= Task directions =
Print the data that follows exactly.

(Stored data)
• • •
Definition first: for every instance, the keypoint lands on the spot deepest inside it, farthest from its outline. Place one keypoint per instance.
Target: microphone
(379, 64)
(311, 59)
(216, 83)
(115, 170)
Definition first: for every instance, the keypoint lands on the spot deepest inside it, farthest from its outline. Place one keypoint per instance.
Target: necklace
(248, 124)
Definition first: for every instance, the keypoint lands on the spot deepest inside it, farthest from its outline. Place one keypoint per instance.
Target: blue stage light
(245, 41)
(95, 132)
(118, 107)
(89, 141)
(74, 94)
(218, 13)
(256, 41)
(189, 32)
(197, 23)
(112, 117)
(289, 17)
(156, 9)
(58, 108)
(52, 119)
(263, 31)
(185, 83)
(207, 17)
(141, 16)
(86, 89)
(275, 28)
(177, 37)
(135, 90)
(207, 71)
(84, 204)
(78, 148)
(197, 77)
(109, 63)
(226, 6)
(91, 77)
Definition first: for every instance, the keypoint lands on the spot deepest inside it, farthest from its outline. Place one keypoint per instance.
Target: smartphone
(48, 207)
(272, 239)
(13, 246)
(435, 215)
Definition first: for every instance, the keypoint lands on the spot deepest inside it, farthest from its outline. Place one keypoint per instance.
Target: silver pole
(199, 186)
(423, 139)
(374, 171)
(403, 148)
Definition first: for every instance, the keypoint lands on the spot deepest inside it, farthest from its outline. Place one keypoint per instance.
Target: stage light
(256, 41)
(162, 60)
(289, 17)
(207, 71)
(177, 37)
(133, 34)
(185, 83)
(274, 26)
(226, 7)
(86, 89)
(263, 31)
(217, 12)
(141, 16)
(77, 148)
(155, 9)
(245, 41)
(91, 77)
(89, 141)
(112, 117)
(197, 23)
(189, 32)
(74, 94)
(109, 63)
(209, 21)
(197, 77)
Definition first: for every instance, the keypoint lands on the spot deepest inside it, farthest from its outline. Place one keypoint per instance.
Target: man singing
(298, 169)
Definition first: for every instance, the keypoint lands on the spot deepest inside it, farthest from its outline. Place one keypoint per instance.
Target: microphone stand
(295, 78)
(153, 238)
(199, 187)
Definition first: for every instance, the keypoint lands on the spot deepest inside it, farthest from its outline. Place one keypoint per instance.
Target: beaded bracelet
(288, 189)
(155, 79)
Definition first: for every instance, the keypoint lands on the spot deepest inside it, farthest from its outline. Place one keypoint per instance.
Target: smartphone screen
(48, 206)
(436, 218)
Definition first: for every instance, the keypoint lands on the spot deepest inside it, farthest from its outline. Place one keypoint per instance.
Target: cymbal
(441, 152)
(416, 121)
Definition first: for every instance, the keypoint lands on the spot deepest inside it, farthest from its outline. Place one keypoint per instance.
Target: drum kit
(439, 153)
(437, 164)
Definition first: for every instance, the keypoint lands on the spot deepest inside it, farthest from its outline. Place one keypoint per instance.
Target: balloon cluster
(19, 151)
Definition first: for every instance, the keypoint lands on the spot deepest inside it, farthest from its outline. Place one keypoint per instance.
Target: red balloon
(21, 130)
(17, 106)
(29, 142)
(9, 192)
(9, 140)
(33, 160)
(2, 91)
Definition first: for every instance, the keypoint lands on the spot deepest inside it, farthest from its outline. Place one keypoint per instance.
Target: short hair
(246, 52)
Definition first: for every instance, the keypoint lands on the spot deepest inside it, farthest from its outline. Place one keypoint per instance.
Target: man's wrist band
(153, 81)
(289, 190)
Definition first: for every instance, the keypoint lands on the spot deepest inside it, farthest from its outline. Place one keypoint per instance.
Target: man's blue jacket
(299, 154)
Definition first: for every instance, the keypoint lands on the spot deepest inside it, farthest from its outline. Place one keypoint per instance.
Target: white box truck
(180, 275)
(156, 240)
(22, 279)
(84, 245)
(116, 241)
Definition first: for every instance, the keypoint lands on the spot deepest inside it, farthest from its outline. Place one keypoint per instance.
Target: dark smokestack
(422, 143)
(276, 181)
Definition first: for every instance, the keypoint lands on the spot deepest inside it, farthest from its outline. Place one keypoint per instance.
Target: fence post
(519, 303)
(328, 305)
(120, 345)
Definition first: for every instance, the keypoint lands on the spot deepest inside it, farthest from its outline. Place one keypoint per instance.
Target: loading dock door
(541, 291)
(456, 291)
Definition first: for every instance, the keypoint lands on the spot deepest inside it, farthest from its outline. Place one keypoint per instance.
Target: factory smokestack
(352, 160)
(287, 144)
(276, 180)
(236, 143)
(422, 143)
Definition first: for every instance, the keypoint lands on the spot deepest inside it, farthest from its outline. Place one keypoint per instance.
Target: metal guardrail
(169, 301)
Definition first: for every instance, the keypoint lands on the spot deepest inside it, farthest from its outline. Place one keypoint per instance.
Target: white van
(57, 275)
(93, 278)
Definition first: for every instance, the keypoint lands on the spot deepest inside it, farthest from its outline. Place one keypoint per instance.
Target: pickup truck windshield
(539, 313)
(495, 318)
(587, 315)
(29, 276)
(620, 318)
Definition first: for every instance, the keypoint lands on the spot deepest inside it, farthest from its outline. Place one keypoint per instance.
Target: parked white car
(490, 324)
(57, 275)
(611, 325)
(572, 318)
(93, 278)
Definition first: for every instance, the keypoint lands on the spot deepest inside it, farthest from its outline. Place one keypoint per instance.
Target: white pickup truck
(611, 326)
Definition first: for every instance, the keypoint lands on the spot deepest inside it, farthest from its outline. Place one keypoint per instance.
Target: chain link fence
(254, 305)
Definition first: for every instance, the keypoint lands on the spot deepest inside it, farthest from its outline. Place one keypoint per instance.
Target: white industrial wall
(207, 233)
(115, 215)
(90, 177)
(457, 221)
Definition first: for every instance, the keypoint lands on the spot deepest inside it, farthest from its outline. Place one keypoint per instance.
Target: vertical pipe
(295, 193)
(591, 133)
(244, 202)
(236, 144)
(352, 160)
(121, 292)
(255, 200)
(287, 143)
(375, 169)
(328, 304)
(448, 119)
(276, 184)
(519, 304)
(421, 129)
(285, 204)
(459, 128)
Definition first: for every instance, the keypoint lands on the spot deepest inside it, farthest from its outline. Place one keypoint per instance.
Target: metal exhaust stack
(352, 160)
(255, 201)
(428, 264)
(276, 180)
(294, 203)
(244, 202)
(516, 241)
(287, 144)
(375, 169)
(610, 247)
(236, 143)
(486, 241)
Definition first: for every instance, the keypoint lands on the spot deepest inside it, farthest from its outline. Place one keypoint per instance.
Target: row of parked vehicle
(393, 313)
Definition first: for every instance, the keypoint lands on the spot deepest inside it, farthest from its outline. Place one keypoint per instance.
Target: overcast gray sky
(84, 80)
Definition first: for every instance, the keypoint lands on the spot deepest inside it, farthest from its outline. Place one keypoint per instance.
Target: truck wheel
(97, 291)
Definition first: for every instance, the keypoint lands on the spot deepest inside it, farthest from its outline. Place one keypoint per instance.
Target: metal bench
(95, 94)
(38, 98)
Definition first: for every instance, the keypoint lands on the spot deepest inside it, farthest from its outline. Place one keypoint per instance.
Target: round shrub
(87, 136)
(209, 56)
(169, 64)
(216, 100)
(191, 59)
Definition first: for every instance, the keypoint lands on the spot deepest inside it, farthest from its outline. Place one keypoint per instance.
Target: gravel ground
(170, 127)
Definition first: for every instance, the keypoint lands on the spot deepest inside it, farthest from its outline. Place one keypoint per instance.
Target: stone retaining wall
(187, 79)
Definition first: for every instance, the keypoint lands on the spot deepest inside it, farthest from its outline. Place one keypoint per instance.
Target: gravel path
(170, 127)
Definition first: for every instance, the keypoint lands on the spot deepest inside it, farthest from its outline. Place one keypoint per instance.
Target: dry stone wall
• • •
= Answer for the task =
Definition first: for every instance, the keypoint lands on the spot deepest inside it, farthest from its outline. Place one keypoint per instance.
Target: microphone
(379, 64)
(311, 59)
(216, 83)
(115, 170)
Definition first: for every instance, the keypoint lands on the spot deepest inside it, farthest from its outline. Place one keypoint per instance.
Target: necklace
(248, 124)
Definition first: for every instance, the keypoint lands on the spot deepest inside it, farthest from its outline. Place one keypoint per instance.
Target: blue stage light
(245, 41)
(95, 132)
(118, 107)
(89, 141)
(74, 94)
(218, 13)
(256, 41)
(189, 32)
(197, 23)
(112, 117)
(289, 17)
(156, 9)
(58, 108)
(52, 119)
(263, 31)
(185, 83)
(207, 17)
(141, 16)
(86, 89)
(275, 28)
(177, 37)
(135, 90)
(207, 71)
(84, 204)
(78, 148)
(197, 77)
(109, 63)
(226, 6)
(91, 77)
Definition first: for every instance, the keypoint lands on the spot deepest inside it, farthest from its outline. Place one keypoint per instance.
Target: smartphone
(48, 207)
(272, 239)
(13, 246)
(435, 215)
Definition first: for every instance, the keypoint lands on the spot deepest inside it, farthest from its outline. Place one keypoint per instance.
Target: silver pole
(199, 186)
(423, 139)
(374, 171)
(403, 148)
Definition first: for every instance, the keypoint lands on the spot deepest inside it, farthest from its outline. Place one keypoint per instance.
Target: stage light
(256, 41)
(162, 60)
(289, 17)
(207, 71)
(177, 37)
(133, 34)
(185, 83)
(274, 26)
(226, 7)
(86, 89)
(263, 31)
(217, 12)
(141, 16)
(77, 148)
(155, 9)
(245, 41)
(91, 77)
(89, 141)
(112, 117)
(197, 23)
(189, 32)
(74, 94)
(109, 63)
(209, 21)
(197, 77)
Definition first: for every instance, the keypoint lands on the spot deepest inside it, farthest from its outline. Place one keypoint per instance.
Target: man singing
(298, 169)
Definition first: for every instance, the keypoint lands on the spot deepest inside it, farthest from its outline. Place one keypoint per instance.
Target: microphone stand
(295, 78)
(153, 238)
(199, 187)
Definition first: for every instance, the keypoint lands on the spot deepest inside it, farthest from its outline. Place one keypoint per instance.
Target: beaded bracelet
(288, 189)
(155, 79)
Definition first: for every instance, the keypoint lands on the spot deepest inside it, farthest from its outline. Place one keypoint per instance.
Target: smartphone screen
(48, 206)
(436, 218)
Definition first: for every instance, the keypoint lands on the spot deepest inside it, farthest from its outline. Place one keypoint per instance.
Target: cymbal
(441, 152)
(416, 121)
Definition first: for every instance, the keypoint lands on the spot deepest inside it, farthest from its outline. Place one keypoint per instance.
Target: drum kit
(439, 153)
(437, 164)
Definition first: for every instance, the keypoint lands on the spot deepest inside it, farthest from its outline. Place one keypoint per instance.
Target: balloon cluster
(19, 151)
Definition first: for every instance, the keypoint lands on the spot deepest inside it, farthest from its outline. Place one keypoint per instance.
Target: red balloon
(21, 130)
(17, 106)
(29, 142)
(9, 192)
(9, 140)
(33, 160)
(2, 91)
Definition first: for every instance, the keypoint lands on the spot deepest inside it, farthest from its outline. Place one keypoint per instance.
Target: short hair
(246, 52)
Definition first: for every instance, the keypoint lands on the spot deepest inside it, farthest from its outline. Place one keypoint per instance.
Target: man's wrist band
(153, 81)
(289, 190)
Definition first: for every instance, the keypoint lands on the spot deepest inside it, farthest from its outline. Place one keypoint per instance.
Target: man's blue jacket
(299, 154)
Definition first: for every instance, the keypoint lands on the spot deepest inside it, farthest from its outline. Place one keypoint per instance.
Target: white box truck
(180, 275)
(156, 240)
(22, 279)
(84, 245)
(116, 241)
Definition first: for every instance, the keypoint lands on the spot deepest inside it, farthest from its outline. Place one keypoint per instance.
Target: dark smokestack
(422, 143)
(276, 181)
Definition first: for every instance, the keypoint lands on the spot deepest inside it, farthest from its outline. Place one keypoint per instance.
Target: fence post
(519, 303)
(328, 305)
(120, 345)
Definition first: for every instance, the keypoint lands on the spot deepest inside it, farthest from its outline. Place one keypoint per instance.
Target: loading dock door
(541, 291)
(456, 291)
Definition first: for every instance, the keypoint lands on the spot deepest inside it, farthest from its outline. Place one keypoint per instance.
Target: factory smokestack
(352, 160)
(287, 144)
(276, 180)
(236, 143)
(422, 143)
Definition first: for every instance, the keypoint lands on the spot deepest inside it, farthest from its outline. Place one keypoint per instance.
Target: metal guardrail
(169, 301)
Definition first: for every instance, the keypoint lands on the spot deepest inside it, farthest from its outline. Place one keypoint per instance.
Target: white van
(57, 275)
(93, 278)
Definition first: for every instance, the keypoint lands on the spot deepest inside it, farthest from its outline. Place one keypoint per instance.
Target: pickup truck windshield
(539, 313)
(495, 318)
(587, 315)
(29, 276)
(620, 318)
Definition first: for every instance, the keypoint lands on the spot deepest inside it, farthest from its outline. Place one keypoint per instance.
Target: parked white car
(490, 324)
(57, 275)
(611, 325)
(572, 318)
(93, 278)
Definition first: for every instance, the keypoint lands on the spot deepest inside it, farthest from its outline. Place one keypoint per instance.
Target: white pickup truck
(611, 326)
Definition first: for every instance, the keypoint lands on the spot deepest inside it, farthest from its outline. Place one keypoint per instance.
Target: chain link fence
(254, 305)
Definition first: for every instance, the keypoint lands on the spot deepest inside it, farthest from its outline. Place one keypoint per instance.
Target: white industrial wall
(207, 233)
(115, 215)
(90, 177)
(457, 221)
Definition first: for every instance, the keypoint lands on the spot deepest inside it, farthest from its outline. Place one keypoint per instance.
Target: vertical pipe
(295, 193)
(591, 133)
(244, 202)
(236, 144)
(352, 160)
(121, 292)
(255, 200)
(287, 143)
(375, 169)
(328, 304)
(448, 119)
(276, 184)
(519, 304)
(421, 129)
(285, 204)
(459, 128)
Definition first: for every instance, the keypoint lands on the spot deepest inside it, farthest from its outline. Place one keypoint per instance.
Target: metal exhaust stack
(352, 160)
(255, 201)
(428, 264)
(276, 180)
(294, 203)
(244, 202)
(516, 241)
(287, 144)
(375, 169)
(610, 247)
(236, 143)
(486, 241)
Definition first: for every instance, the keypoint lands on the spot deepest inside it, farthest from its outline. Place one keypoint per instance.
Target: row of parked vehicle
(393, 313)
Definition first: for every instance, the keypoint lands on the spot deepest inside it, farthest from its outline. Place one keypoint per instance.
Target: overcast gray sky
(84, 80)
Definition first: for every instance, the keypoint lands on the spot deepest inside it, farthest from its outline. Place one keypoint per instance.
Target: truck wheel
(97, 291)
Definition first: for every instance, the keypoint lands on the spot deepest inside it, farthest from its outline. Place one keypoint per instance.
Target: metal bench
(95, 94)
(38, 98)
Definition first: for every instance, the keypoint lands on the spot deepest inside it, farthest from its outline. Place one keypoint per instance.
Target: round shrub
(87, 136)
(209, 56)
(169, 64)
(216, 100)
(191, 59)
Definition first: for every instance, the keypoint lands on the spot deepest inside it, farthest from its outline. Place one keypoint per instance.
Target: gravel ground
(170, 127)
Definition first: for every instance, the keypoint lands on the spot deepest inside it, farthest from its outline. Place one keypoint per instance.
Target: stone retaining wall
(187, 79)
Definition first: for every instance, the keypoint lands on the spot deepest inside it, farthest from its outline. Place one keypoint per instance.
Target: gravel path
(170, 127)
Definition first: for every instance, the keypoint lands on the spot deepest inside it, farthest from its outline. Place one keypoint per instance.
Target: dry stone wall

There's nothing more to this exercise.